*To be done*. Count the lines below that contain the string "yorkshire", matching case exactly, and reply with only that number.

----

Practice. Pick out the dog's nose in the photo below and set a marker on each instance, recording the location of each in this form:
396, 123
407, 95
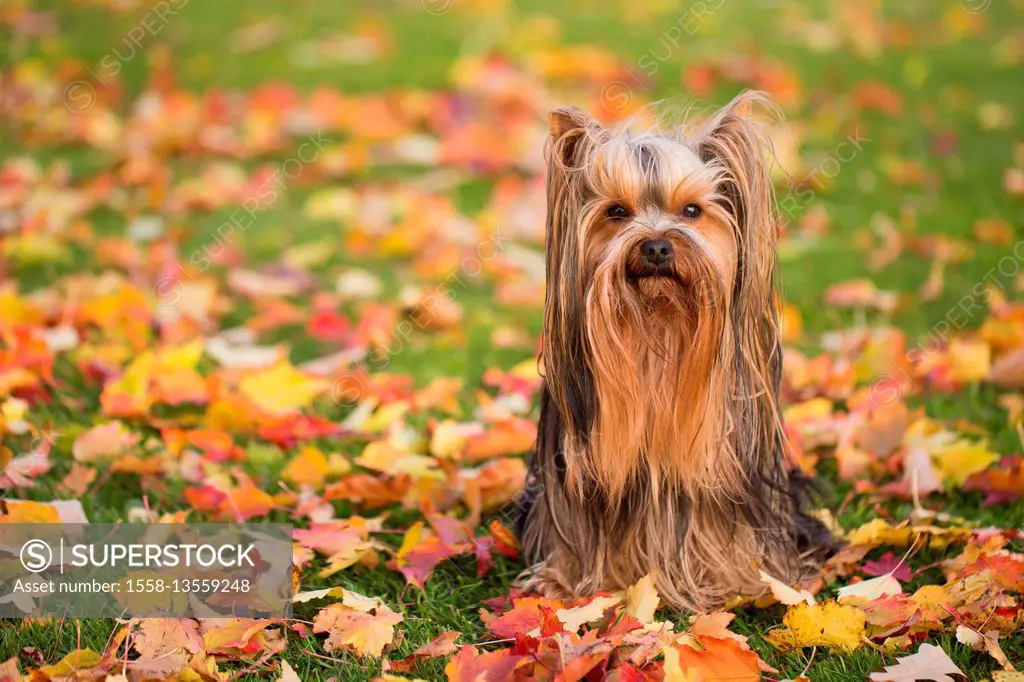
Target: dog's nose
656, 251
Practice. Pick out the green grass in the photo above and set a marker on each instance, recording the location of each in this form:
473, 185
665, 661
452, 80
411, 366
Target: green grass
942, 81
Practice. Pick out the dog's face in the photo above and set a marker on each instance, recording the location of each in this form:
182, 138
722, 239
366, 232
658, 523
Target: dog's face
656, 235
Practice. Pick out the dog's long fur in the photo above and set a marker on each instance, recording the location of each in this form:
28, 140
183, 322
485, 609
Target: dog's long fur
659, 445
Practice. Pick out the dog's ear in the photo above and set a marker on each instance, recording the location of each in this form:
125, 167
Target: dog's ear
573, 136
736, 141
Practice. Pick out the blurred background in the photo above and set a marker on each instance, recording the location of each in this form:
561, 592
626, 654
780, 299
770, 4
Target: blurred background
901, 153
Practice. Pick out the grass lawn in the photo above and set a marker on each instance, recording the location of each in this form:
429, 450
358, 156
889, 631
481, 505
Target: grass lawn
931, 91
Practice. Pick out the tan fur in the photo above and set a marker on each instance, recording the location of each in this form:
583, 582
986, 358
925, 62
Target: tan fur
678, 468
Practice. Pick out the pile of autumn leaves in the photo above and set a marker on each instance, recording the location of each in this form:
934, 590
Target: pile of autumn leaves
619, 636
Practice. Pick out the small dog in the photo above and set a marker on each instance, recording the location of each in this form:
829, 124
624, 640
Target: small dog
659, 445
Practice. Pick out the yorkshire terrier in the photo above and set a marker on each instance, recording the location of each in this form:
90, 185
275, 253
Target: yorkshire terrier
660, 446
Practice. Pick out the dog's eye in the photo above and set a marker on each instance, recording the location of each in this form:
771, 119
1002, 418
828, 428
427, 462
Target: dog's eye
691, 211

----

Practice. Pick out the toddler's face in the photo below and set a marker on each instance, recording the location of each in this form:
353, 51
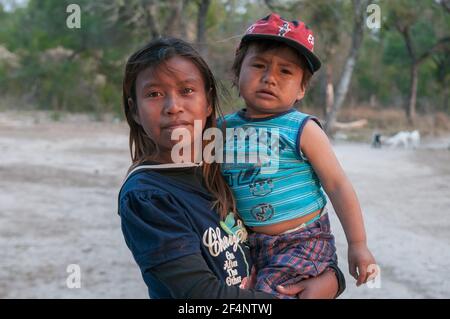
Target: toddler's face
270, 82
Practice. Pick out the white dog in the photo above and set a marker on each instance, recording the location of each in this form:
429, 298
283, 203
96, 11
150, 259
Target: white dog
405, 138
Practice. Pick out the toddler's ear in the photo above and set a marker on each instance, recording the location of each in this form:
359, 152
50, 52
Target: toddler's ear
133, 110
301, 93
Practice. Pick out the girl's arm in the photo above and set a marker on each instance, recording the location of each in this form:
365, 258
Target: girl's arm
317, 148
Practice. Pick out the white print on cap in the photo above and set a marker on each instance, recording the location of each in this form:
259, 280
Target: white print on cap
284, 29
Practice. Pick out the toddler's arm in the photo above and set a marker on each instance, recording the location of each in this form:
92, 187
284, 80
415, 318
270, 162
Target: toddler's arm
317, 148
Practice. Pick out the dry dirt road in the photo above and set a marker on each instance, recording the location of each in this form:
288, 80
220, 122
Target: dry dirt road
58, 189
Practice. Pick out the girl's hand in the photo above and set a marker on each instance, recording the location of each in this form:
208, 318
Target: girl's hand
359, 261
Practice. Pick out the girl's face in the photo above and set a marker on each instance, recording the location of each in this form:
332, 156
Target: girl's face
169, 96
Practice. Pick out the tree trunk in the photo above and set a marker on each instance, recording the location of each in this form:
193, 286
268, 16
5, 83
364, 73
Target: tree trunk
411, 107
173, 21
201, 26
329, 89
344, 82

----

*The solution*. 2